EXTRACT TO READ -
START

Hi all, thanks for the feedback!

We've sent a new version
https://gcc.gnu.org/pipermail/gcc-patches/2026-March/710794.html.

We went with Richard's suggestion, using `tree_ssa_ifcombine_bb`. The
compile-time differences
between this and re-running ifcombine are negligible. However,
this approach has a higher coverage.
Ifcombine (re-run before 2nd sink) manages to optimize only the "noccmp0"
function from "pr102793-1.c" in our testcases.

Thanks,
Konstantinos

On Mon, Dec 8, 2025 at 12:37 PM Richard Biener <[email protected]> wrote:

> On Fri, 5 Dec 2025, Konstantinos Eleftheriou wrote:
>
> > If we consider code like:
> >
> >     if (bar1 == x)
> >       return foo();
> >     if (bar2 != y)
> >       return foo();
> >     return 0;
> >
> > We would like the ifcombine pass to convert this to:
> >
> >     if (bar1 == x || bar2 != y)
> >       return foo();
> >     return 0;
> >
> > The ifcombine pass can handle this transformation but it is ran very
> early and
> > it misses the opportunity because there are two seperate blocks for
> foo().
> >
> > This patch updates the tail-merging pass so that, after the block merge,
> it
> > attempts to combine conditions in the predecessors of the merged block
> in its
> > immediate dominator. The optimization is restricted to targets with
> support
> > for conditional comparisons.
> >
> > An XFAIL in gcc.dg/guality/pr54693-2.c now triggers only when `-flto` w/o
> > `-fno-use-linker-plugin` is used. The generated code and debug info seems
> > correct, so we have adjusted the clause.
>
> I addition to what Andrew said, please collect candidate blocks
> in apply_clusters instead of doing the combining there.  Like keep
> a bitmap of BB indices.  Then, in tail_merge_optimize perform
> the if-combining in the if (nr_bbs_removed_total > 0) block,
> also doing the undef-marking there on-demand.

END

OBJECTIVE A - According to the patch discussion, to which targets is the optimization restricted?
The patch discussion and the records below it were taken from unrelated sources.

RECORDS SHOWN -
START

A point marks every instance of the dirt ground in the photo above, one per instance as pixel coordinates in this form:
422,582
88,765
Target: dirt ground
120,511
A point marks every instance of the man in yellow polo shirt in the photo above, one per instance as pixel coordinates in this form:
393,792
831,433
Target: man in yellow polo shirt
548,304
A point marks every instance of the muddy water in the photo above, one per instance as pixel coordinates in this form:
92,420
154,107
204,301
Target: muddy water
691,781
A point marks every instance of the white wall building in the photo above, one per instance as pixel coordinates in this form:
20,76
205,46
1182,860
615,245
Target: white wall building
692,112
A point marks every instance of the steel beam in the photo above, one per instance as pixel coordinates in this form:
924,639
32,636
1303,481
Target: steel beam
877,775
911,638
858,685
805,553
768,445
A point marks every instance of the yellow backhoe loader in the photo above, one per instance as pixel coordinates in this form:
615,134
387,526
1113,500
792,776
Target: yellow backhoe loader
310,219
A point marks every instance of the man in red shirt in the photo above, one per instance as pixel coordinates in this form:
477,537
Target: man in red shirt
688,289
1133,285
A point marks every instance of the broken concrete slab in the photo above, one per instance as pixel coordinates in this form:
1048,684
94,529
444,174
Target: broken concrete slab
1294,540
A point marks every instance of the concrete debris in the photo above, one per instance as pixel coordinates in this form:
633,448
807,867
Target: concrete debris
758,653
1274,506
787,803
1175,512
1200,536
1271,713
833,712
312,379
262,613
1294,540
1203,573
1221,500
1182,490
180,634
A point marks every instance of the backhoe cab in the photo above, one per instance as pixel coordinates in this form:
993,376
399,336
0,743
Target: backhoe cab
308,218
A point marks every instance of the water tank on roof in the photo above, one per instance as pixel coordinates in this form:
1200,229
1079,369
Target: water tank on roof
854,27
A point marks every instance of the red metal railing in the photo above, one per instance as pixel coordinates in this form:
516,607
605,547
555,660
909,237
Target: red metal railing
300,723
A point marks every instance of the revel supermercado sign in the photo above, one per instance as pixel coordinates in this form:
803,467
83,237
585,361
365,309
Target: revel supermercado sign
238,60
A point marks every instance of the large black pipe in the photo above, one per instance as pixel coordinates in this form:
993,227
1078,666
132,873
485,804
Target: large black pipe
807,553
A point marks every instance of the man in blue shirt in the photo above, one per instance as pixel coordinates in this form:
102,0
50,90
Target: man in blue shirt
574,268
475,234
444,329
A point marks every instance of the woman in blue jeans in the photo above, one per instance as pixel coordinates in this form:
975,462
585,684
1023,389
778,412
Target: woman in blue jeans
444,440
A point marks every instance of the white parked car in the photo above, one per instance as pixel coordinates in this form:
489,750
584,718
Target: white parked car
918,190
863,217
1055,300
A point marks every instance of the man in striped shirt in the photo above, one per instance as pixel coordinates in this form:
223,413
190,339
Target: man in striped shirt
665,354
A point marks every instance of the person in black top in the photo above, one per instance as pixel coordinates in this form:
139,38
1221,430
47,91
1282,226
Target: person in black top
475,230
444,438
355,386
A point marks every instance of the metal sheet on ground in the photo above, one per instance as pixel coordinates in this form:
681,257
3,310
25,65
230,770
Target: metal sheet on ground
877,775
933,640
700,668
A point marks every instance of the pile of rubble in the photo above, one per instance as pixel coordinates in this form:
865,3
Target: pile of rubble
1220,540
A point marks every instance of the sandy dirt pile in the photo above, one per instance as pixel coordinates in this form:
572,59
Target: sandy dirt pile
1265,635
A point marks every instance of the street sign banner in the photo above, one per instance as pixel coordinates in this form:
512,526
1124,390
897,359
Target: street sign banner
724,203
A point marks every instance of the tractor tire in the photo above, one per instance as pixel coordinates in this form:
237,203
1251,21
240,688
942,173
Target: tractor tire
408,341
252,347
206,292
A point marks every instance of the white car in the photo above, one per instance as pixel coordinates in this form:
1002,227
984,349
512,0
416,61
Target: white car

END

OBJECTIVE B - Find each line of the records that contains the string "tire" and copy it.

COMPLETE OUTPUT A - To targets with support for conditional comparisons.

COMPLETE OUTPUT B -
A point marks every instance of the tractor tire in the photo above, one per instance as pixel coordinates in this form:
Target: tractor tire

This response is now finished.